*DESCRIPTION OF THE TASK*: Extend the review of research on thread tapping and thread forming, picking up after its final sentence.

*DOCUMENT SECTION*:
┄┄┄┄┄┄

With the rapid development of modern mechanical manufacturing industry, the design requirements of mechanical equipment are becoming more stringent. The reliability and stability of performance are important indexes to evaluate the quality of equipment. Thread connection is widely used in the connection and fixation of various mechanical parts [1]. When the mechanical equipment is in operation, the part of the thread connection will bear larger radial, axial and shear loads. Therefore, the influence of thread forming quality on the service performance of mechanical equipment is crucial [2,3,4].

Traditional threads are mainly formed through cutting processing, and many researchers have studied the machining process of cutting tap. Cao et al. [5,6] predicted the torque and axial force in the machining process by establishing a mechanical model, and verified the accuracy of the model with tests. To reduce the torque during the cutting process, Filho et al. [7] analyzed the influence of different cooling lubricants on tapping through experiments. Biermann et al. [8,9,10] optimized the structure of spiral groove of cutting tap through the method of fluid simulation, thus reducing the temperature in the tapping process and improving the quality of the cutting thread.

To evaluate the wear of tap during the cutting process, Xu et al. [11,12] established a deep learning-based model system for the monitoring and prediction of tool wearing. Korhonen et al. [13,14,15] adopted the method of adding coating to the surface of cutting tap and reducing the wear of the tap, thus prolonging its service life. Hou et al. [16,17] added low-frequency vibration to the tapping process. To maximize the efficiency of low-frequency vibration, Paulsen et al. [18,19] analyzed the relationship between the optimum amplitude and the material properties of workpieces through experiments. Pereira et al. [20,21,22] researched the torque and temperature during the cutting process.

┄┄┄┄┄┄

*PROVIDED MATERIAL*:

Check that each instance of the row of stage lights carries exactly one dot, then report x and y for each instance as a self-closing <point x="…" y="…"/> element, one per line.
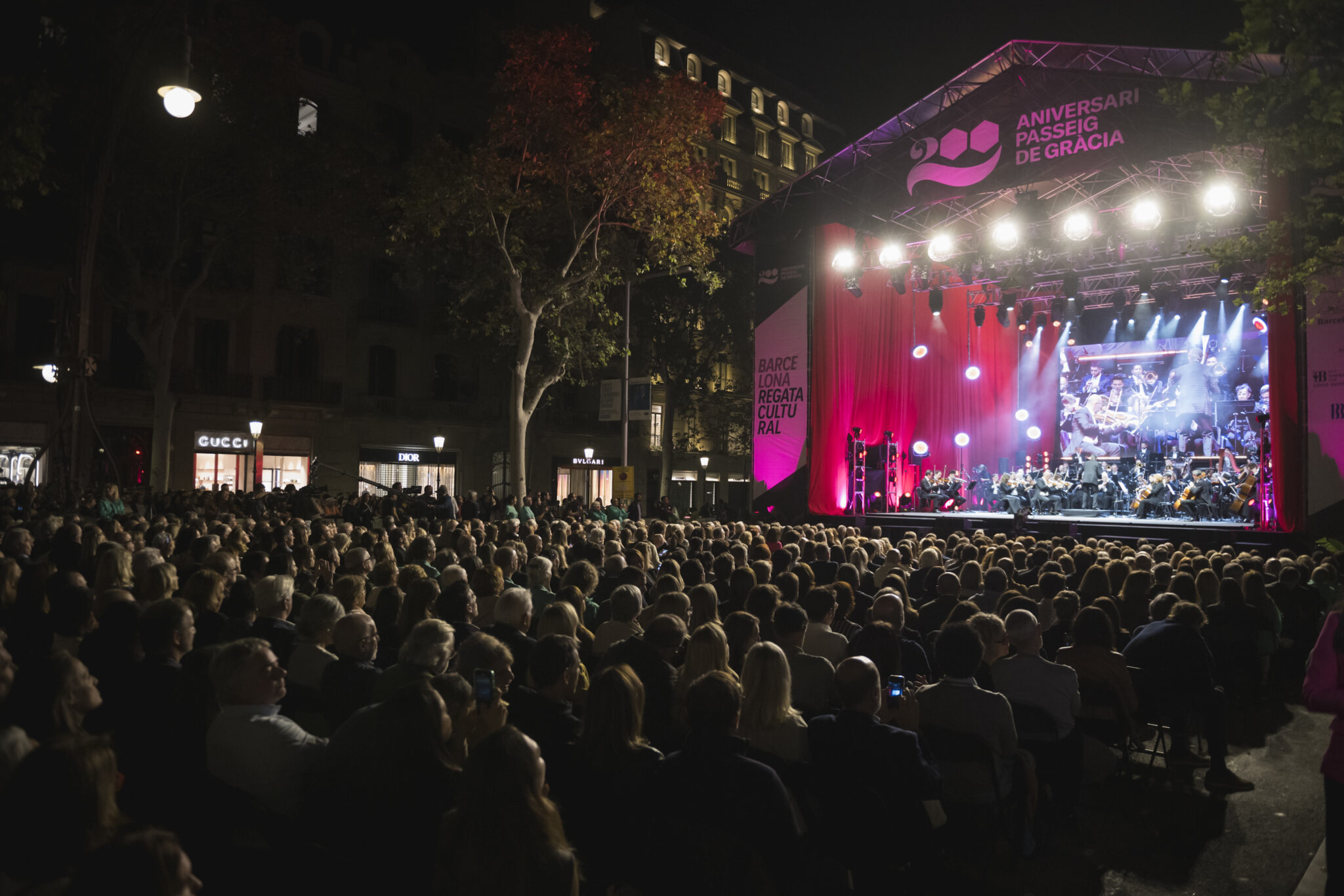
<point x="1145" y="214"/>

┄┄┄┄┄┄

*TASK RESULT*:
Changing the tool from a cutting tap to an extrusion tap is an effective method to improve the quality of thread forming. The difference is that the thread extrusion forming process is a method that utilizes the sharp teeth of the tap to force the metal in the deformation zone around the workpiece hole wall to flow plastic along the V-shaped groove, thereby forming a thread shape. Badami et al. [23,24,25] found that the average tensile load of extruded threads is about 20% higher than that of cutting threads through tensile experiments. Liu et al. [26] determined that the hardness of extruded threads is higher than that of cutting threads through hardness measurement experiments. Wittke et al. [27] found that the number of fatigue cycles of extruded threads is more than that of cutting threads through fatigue experiments. Through the research of scientific researchers, it has been found that the quality of internal threads formed by the cold extrusion process is better [28,29,30].

However, most existing research concentrates on the effect of processing methods and processing parameters on thread quality, while there is little research on the influence of the structure of the extruded tap on thread quality. When the machining environment, such as workpiece material, thread specification and process parameters, changes, the forming quality of thread will be affected. So, it is necessary to optimize the structure of tap according to the processing environment of the enterprise.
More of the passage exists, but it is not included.